[Activities]
- a) In the article on AI in pharmaceutical R&D, why does Rall see candidate quality, rather than speed, as AI's more significant impact on drug discovery? Answer in one to three sentences.
- b) Carry the article on AI in pharmaceutical R&D forward from its final sentence.

[Document passage]
AI is shifting from a data tool to a core pillar of pharmaceutical R&D, according to Thorsten Rall, Global Life Sciences Leader at Capgemini. AI platforms and closed-loop automated laboratories are compressing discovery timelines, improving clinical trial design, and delivering higher-quality drug candidates faster than traditional methods.
Quality over speed in drug discovery
Rall sees the biggest transformation in target discovery, hit and lead prioritisation, and in silico experimentation that cuts down on laboratory and animal testing. He said, "For me, the biggest opportunities are in target discovery, hit and lead prioritisation, and in silico experimentation that can reduce reliance on some forms of laboratory and animal testing."
A recent Capgemini Research Institute report found that 63% of biopharma executives believe most new molecular entities will originate from AI-driven platforms within a decade. While AI can accelerate parts of the discovery process, Rall argues the more significant impact is on candidate quality. Historically, drug discovery screened enormous numbers of molecules and tolerated high failure rates. AI now lets teams identify more promising targets earlier and design molecules far more efficiently.
Insilico Medicine's average timeline to nominate a preclinical candidate is nine to 12 months, compared with the industry average of four to six years. The company also demonstrated how AI can pinpoint previously overlooked disease drivers. For idiopathic pulmonary fibrosis, Insilico applied large-scale biological data analysis to identify TRAF2- and NCK-interacting kinase (TNIK) as a novel target, reducing the path from target identification to clinical candidate to under three years. Early clinical data showed encouraging safety and efficacy signals, and Rall sees such examples as evidence that AI is lifting the quality of targets and candidates entering development.
Closed-loop labs connect wet experiments with in silico models
Most organisations still treat AI as separate from the laboratory, but Rall points to the strongest results when AI integrates directly into physical experimentation. Capgemini's deep tech group Cambridge Consultants combines wet lab work with in silico environments, allowing researchers to design, run, and refine experiments with far fewer data points.

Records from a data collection
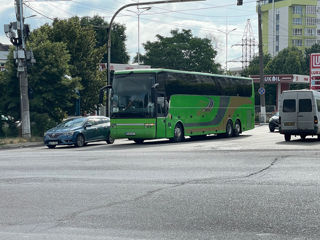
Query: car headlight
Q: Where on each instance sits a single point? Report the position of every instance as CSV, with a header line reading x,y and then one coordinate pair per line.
x,y
69,134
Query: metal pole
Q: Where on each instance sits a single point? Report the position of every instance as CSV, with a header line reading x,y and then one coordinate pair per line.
x,y
109,36
261,66
22,73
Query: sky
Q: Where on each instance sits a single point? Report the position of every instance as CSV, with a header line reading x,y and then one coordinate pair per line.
x,y
219,20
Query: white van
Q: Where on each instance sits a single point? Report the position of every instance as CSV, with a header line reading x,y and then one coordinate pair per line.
x,y
299,113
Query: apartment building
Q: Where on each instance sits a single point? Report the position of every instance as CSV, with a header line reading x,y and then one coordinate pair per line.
x,y
288,23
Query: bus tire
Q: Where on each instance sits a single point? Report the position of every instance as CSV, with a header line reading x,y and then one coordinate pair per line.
x,y
138,140
80,142
237,128
287,137
229,129
178,133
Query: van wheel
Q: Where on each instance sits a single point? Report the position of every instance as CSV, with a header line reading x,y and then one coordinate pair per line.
x,y
178,133
229,129
287,137
237,129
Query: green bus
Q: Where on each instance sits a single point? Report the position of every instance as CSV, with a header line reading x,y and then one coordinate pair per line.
x,y
162,103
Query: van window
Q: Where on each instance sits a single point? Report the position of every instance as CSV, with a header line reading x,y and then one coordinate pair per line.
x,y
305,105
289,105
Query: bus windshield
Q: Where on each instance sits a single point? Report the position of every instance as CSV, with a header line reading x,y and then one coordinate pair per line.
x,y
131,96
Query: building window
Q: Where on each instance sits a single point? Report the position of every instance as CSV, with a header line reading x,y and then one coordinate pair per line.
x,y
297,32
311,21
310,42
297,9
297,42
311,10
310,32
297,21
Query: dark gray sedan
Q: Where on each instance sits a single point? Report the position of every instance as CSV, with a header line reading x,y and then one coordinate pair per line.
x,y
79,131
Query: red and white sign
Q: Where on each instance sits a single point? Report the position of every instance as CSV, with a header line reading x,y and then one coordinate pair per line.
x,y
315,71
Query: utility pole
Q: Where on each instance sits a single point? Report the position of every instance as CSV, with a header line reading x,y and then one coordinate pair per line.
x,y
261,66
21,56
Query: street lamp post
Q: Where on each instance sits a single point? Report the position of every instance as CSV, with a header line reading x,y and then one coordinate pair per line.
x,y
227,33
144,9
110,29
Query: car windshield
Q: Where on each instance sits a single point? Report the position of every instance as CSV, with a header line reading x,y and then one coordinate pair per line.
x,y
131,95
77,122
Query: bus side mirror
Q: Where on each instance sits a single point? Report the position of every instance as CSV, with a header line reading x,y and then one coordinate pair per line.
x,y
154,86
101,95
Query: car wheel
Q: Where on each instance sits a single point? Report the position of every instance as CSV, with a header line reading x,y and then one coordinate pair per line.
x,y
271,127
138,140
287,137
110,140
178,133
237,128
80,142
229,129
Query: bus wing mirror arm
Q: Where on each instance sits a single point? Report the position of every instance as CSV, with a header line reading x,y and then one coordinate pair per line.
x,y
154,86
101,92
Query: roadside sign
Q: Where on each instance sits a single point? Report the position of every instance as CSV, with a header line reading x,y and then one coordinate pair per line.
x,y
315,71
261,91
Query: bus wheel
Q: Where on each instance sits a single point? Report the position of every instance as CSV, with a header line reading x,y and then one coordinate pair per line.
x,y
237,128
287,137
138,140
229,129
178,133
80,142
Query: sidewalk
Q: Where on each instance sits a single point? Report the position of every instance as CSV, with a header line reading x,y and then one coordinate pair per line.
x,y
21,145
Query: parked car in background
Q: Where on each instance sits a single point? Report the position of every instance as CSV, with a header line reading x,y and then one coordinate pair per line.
x,y
79,131
274,122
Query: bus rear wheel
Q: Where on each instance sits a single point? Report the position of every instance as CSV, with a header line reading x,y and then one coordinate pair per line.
x,y
287,137
229,129
138,140
237,128
178,133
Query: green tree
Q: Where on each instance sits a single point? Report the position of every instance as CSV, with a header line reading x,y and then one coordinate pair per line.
x,y
181,51
85,58
119,53
254,66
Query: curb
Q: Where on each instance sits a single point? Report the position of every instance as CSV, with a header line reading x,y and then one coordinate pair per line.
x,y
21,145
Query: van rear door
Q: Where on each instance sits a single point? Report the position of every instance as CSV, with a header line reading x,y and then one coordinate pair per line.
x,y
289,111
306,108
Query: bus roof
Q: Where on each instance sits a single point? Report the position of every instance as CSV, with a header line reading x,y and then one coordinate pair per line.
x,y
158,70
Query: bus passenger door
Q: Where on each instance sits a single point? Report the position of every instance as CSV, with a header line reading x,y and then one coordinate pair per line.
x,y
162,110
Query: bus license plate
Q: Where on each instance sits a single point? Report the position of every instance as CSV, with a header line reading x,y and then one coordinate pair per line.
x,y
130,134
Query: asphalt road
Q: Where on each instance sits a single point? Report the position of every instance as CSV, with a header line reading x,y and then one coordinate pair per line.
x,y
256,186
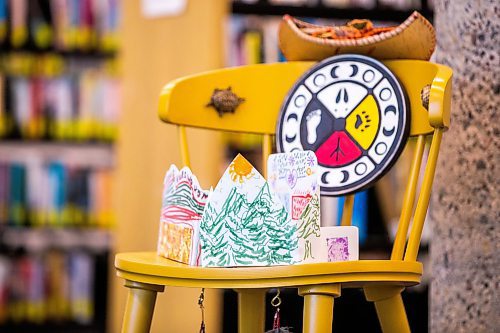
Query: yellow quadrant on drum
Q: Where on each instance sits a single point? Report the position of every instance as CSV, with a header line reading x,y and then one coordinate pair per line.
x,y
363,122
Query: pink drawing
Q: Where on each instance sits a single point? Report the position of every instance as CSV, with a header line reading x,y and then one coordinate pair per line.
x,y
338,249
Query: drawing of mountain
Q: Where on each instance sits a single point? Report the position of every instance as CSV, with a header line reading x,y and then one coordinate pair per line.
x,y
236,231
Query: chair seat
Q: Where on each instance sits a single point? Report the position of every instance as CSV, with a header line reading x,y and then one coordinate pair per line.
x,y
148,267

[Responses by item number]
- a) Drug discovery has historically screened enormous numbers of molecules and tolerated high failure rates. AI now lets teams identify more promising targets earlier and design molecules far more efficiently, which raises the quality of the candidates that enter development.

- b)
Rall said the approach becomes especially powerful in closed-loop systems where wet labs, computational models, and AI learn from each other continuously. Experimental results feed into models that then suggest the next round of tests. At Cambridge Consultants, the team achieved the brightest expression variant of a Green Fluorescent Protein using only 46 data points, versus an estimated 80,000 needed through directed evolution. The experiments then generated new data that improved the models further.
AI makes clinical trials faster and more adaptive
The Capgemini research indicates that 60% of R&D leaders expect AI to substantially improve clinical trial efficiency. Immediate gains are showing up in patient recruitment, site selection, and operational management. AI helps identify eligible participants more quickly, refines trial protocols, and compresses clinical statistical analysis from weeks to days.
Longer-term, Rall sees synthetic and simulated data reshaping how clinical evidence is generated. Synthetic control arms could reduce reliance on placebo groups for severe or rare diseases, a move that carries both scientific and ethical weight. One study recreated a control arm from past trial data and real-world registries, matching the survival outcomes of the original randomised trial. Before such methods enter routine use, however, regulators will need to build confidence in the underlying models and evidence.
AI agents become scientific thought partners
Rall envisions AI agents acting as companions for scientists, helping them challenge assumptions and discard weaker hypotheses earlier. "I see AI agents as companions for scientists," he said. Already 38% of organisations are piloting AI agents in R&D, according to the Capgemini survey.
To reach their full potential, these agents need specialised models trained on scientific data, grounded in biological and molecular understanding, and capable of explaining their reasoning. Strong data foundations, governance, and trust in AI outputs are just as important as the technology itself. Researchers must have confidence that a target recommendation is based on complete, high-quality data and can be validated.
Why this matters for science and research professionals
Rall expects AI to transform pharmaceutical R&D more than any technology in decades. In the near term, the industry will see faster, more efficient research processes. Over time, AI platforms will pursue biological targets once considered too complex, identify new patient populations for existing therapies, and deepen the understanding of disease mechanisms. "I believe AI has the potential to transform pharmaceutical R&D more than any technology we have seen in decades," Rall said.
For scientists and researchers, the shift means working with AI not as a separate tool but as an embedded part of experimental design, target identification, and clinical strategy. The ability to design closed-loop experiments and interpret model-driven hypotheses is becoming a core skill. As disease-agnostic AI platforms emerge, professionals who can collaborate effectively with these systems will shape the next generation of medicines.